Reproduce all of the records below, substituting "Mark" for every occurrence of "Point out" and leaving everything else unchanged. Omit the pictures from your answer.

# START OF Provided data

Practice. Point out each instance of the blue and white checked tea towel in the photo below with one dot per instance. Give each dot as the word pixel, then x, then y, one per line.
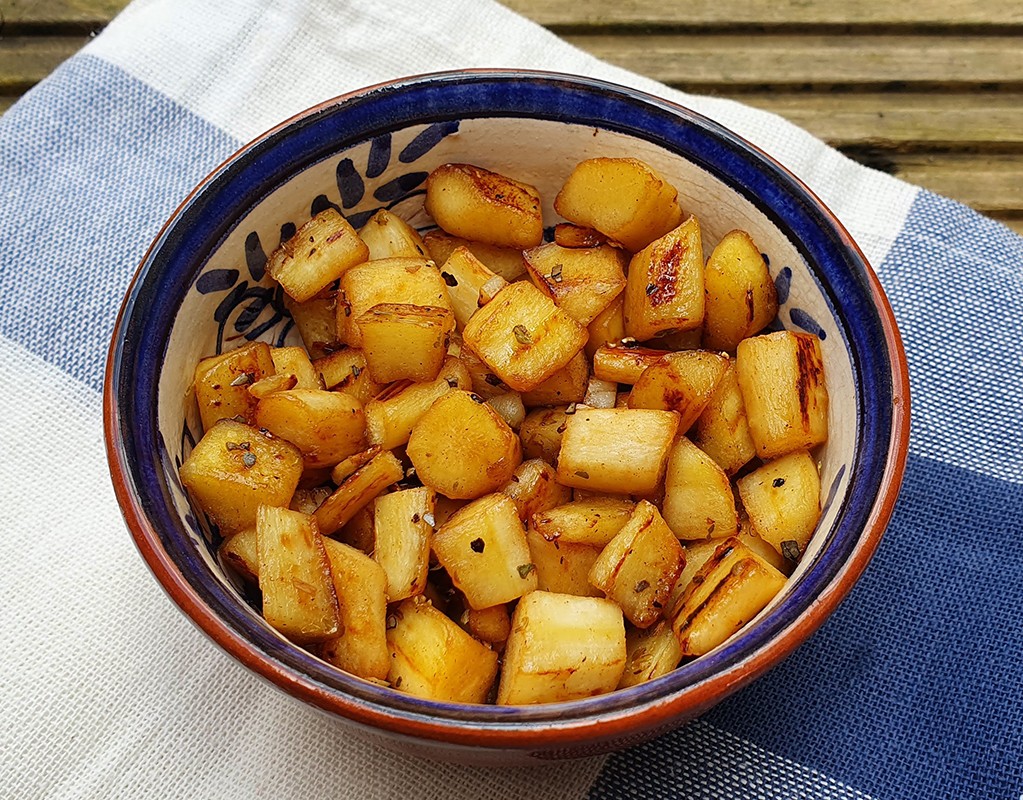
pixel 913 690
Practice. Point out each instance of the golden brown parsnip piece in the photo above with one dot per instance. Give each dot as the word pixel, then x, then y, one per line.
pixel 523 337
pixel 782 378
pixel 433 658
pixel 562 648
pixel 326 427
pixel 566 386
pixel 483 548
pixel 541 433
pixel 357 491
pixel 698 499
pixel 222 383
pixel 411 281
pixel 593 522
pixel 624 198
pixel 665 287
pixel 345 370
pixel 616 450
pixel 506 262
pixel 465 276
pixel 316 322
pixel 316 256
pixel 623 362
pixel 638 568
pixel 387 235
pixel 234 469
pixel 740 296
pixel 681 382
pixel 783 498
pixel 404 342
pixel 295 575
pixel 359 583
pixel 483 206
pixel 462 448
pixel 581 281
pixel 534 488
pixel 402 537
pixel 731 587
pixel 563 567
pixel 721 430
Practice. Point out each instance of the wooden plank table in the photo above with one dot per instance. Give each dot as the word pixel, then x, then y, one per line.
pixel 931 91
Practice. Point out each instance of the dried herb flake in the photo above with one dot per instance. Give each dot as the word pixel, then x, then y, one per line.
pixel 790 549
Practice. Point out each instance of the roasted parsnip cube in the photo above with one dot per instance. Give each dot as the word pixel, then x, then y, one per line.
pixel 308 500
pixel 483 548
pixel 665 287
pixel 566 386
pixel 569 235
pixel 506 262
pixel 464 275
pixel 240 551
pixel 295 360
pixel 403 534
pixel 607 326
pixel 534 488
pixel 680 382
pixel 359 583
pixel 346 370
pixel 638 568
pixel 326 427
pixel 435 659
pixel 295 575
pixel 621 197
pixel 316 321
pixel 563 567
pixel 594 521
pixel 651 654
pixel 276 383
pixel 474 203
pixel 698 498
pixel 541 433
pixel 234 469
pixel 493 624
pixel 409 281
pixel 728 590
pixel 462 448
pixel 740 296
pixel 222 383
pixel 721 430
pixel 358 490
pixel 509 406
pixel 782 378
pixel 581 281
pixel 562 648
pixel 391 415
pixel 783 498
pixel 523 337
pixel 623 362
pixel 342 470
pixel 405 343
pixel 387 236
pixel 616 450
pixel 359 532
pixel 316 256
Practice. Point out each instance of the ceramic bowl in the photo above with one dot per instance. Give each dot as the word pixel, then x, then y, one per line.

# END OF Provided data

▸ **Solution to the exercise**:
Practice. Mark each instance of the blue and white checked tea towel in the photo below with one dot per instance. Give each dot as the word pixel, then x, then y, one per line.
pixel 913 690
Practice. Mark each instance of the golden brown parsnip piece in the photo above with one dot per instance. Give each dot as the word pixel, then x, then y, one per line.
pixel 523 337
pixel 782 378
pixel 433 658
pixel 562 648
pixel 326 427
pixel 566 386
pixel 483 548
pixel 541 433
pixel 357 491
pixel 698 499
pixel 222 383
pixel 411 281
pixel 593 522
pixel 624 198
pixel 665 287
pixel 345 370
pixel 616 450
pixel 506 262
pixel 465 276
pixel 316 322
pixel 316 256
pixel 623 362
pixel 638 568
pixel 387 235
pixel 234 469
pixel 740 296
pixel 681 382
pixel 783 498
pixel 404 342
pixel 295 575
pixel 359 583
pixel 483 206
pixel 462 448
pixel 581 281
pixel 534 488
pixel 402 537
pixel 731 587
pixel 563 567
pixel 721 430
Practice. Mark each instance of the wooden plank table in the photo above with one dot per instance. Give each dot as the word pixel, then x, then y, one per line.
pixel 931 91
Practice. Mark each instance of the dried herb flake in the photo above with one dot per instance. Give each dot as the word pixel, then x, then y, one per line.
pixel 790 549
Practice. Mark each instance of the roasted parsnip cube in the photo above with one dot per instance. Give each dot as the word pixel, then x, then y, one per line.
pixel 308 500
pixel 483 548
pixel 665 287
pixel 566 386
pixel 569 235
pixel 506 262
pixel 464 275
pixel 240 551
pixel 295 360
pixel 403 534
pixel 607 326
pixel 534 488
pixel 680 382
pixel 359 583
pixel 346 370
pixel 638 568
pixel 326 427
pixel 435 659
pixel 295 575
pixel 621 197
pixel 316 321
pixel 563 567
pixel 594 521
pixel 651 654
pixel 276 383
pixel 474 203
pixel 698 498
pixel 541 433
pixel 234 469
pixel 493 624
pixel 409 281
pixel 728 590
pixel 462 448
pixel 740 296
pixel 222 383
pixel 721 430
pixel 358 490
pixel 509 406
pixel 782 378
pixel 581 281
pixel 562 648
pixel 391 415
pixel 783 498
pixel 523 337
pixel 623 362
pixel 342 470
pixel 405 343
pixel 387 236
pixel 616 450
pixel 359 532
pixel 316 256
Practice. Mark each instance of the ceramic bowl in the photo above with one dot per instance. Give each dot as the word pixel, then x, then y, one per line.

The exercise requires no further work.